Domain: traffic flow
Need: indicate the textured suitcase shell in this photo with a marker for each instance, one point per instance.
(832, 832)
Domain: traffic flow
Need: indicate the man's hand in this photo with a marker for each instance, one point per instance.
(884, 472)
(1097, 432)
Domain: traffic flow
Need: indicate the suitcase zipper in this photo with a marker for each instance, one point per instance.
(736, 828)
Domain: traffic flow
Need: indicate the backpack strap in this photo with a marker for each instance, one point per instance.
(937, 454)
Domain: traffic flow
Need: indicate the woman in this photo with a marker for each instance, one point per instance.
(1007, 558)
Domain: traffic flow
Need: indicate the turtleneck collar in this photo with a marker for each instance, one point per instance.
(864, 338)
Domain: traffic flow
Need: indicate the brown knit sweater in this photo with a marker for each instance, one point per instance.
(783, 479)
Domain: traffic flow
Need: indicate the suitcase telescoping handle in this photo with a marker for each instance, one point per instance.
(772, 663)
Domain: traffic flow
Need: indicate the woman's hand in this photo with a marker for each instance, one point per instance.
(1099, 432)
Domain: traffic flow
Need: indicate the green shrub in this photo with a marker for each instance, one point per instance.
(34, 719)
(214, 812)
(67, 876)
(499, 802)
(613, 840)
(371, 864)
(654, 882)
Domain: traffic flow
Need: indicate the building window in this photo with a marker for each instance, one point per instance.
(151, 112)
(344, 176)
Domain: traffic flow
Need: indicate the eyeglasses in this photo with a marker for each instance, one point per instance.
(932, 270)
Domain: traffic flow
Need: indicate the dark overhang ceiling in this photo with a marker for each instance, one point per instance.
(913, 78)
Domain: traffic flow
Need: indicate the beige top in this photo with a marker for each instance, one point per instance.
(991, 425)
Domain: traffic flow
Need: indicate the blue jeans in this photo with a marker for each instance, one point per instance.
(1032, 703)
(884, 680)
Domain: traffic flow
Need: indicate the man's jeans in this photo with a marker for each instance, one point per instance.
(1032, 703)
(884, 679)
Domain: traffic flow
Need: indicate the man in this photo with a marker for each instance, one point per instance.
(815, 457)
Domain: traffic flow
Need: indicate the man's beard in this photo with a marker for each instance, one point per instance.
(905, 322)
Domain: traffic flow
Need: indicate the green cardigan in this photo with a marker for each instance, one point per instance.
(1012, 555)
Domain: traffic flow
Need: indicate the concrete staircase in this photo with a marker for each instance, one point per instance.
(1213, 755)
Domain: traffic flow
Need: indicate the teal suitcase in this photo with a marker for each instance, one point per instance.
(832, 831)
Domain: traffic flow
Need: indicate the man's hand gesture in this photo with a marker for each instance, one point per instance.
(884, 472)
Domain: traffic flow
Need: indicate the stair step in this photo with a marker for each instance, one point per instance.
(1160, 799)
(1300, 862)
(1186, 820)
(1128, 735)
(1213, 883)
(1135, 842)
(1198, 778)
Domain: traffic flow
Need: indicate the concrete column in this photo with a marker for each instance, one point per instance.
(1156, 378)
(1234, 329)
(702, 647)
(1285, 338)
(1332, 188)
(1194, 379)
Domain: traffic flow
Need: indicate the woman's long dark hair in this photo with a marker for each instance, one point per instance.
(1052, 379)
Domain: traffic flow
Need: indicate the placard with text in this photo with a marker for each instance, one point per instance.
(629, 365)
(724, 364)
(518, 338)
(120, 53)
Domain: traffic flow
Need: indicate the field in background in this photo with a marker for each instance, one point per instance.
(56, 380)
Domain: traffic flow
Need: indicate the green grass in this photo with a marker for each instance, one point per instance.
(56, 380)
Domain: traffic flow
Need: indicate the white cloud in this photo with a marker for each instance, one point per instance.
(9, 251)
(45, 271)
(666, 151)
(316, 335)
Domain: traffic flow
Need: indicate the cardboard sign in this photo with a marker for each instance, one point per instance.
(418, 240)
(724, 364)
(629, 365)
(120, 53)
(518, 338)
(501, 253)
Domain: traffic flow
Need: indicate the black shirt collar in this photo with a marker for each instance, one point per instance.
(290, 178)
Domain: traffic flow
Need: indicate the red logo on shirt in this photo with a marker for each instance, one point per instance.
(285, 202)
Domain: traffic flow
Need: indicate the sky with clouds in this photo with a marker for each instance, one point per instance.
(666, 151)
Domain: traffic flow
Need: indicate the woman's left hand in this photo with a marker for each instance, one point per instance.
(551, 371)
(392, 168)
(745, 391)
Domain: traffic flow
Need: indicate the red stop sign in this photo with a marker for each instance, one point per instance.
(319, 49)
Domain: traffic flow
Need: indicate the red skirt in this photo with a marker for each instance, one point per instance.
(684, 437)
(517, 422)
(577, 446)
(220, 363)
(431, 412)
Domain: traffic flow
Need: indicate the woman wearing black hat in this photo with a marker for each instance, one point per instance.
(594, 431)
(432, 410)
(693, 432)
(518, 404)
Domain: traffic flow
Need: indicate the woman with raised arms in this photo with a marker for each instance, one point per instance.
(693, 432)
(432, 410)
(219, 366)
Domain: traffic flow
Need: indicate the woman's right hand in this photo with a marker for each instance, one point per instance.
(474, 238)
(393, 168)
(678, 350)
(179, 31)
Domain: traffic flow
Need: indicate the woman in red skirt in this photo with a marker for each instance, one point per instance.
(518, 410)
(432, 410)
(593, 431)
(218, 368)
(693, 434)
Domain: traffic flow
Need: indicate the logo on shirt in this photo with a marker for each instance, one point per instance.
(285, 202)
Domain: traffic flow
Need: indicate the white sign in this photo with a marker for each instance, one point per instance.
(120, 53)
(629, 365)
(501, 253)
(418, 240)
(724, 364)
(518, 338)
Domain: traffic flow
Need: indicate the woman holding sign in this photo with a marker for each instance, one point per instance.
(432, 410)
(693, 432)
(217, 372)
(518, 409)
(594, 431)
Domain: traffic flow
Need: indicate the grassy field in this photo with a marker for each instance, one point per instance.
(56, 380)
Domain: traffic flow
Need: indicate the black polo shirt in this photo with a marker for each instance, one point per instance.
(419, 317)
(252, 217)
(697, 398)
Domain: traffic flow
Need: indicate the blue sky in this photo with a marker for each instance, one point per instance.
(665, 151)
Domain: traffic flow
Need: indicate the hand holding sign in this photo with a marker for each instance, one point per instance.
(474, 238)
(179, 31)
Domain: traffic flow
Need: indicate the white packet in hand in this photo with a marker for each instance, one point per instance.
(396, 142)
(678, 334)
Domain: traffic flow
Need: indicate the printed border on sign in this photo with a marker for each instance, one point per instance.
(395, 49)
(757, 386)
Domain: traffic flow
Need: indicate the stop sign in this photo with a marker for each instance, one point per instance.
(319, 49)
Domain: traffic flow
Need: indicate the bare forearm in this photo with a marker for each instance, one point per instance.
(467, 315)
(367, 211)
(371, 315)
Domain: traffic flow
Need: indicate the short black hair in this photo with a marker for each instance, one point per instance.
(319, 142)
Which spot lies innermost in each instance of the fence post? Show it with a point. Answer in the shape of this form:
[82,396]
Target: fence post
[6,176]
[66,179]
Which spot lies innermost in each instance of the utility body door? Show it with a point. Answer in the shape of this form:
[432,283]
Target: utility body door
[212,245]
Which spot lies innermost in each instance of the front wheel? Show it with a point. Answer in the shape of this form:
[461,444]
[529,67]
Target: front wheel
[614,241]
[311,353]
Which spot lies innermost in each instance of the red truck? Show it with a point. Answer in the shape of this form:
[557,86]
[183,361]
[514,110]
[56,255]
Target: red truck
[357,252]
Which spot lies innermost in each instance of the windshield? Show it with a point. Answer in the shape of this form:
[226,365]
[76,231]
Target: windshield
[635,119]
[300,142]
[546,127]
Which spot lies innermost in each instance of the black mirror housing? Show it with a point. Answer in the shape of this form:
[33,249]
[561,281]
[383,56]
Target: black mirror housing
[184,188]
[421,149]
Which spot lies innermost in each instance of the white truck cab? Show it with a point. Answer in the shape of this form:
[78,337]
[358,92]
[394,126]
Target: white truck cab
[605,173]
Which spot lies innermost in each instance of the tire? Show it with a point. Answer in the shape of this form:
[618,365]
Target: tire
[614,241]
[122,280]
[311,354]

====

_Given exercise_
Reproduce the rows from the line containing "Which spot lies innermost in each instance of the tire?" through the end of the rows, requests included, shifting every answer point by adding 81 to each of its coordinates. Leave all other lines unchanged.

_Exercise solution_
Which spot lies innermost in each instance of the tire? Show it with a point. Answer in the shape of this form:
[618,365]
Target: tire
[695,322]
[203,361]
[392,435]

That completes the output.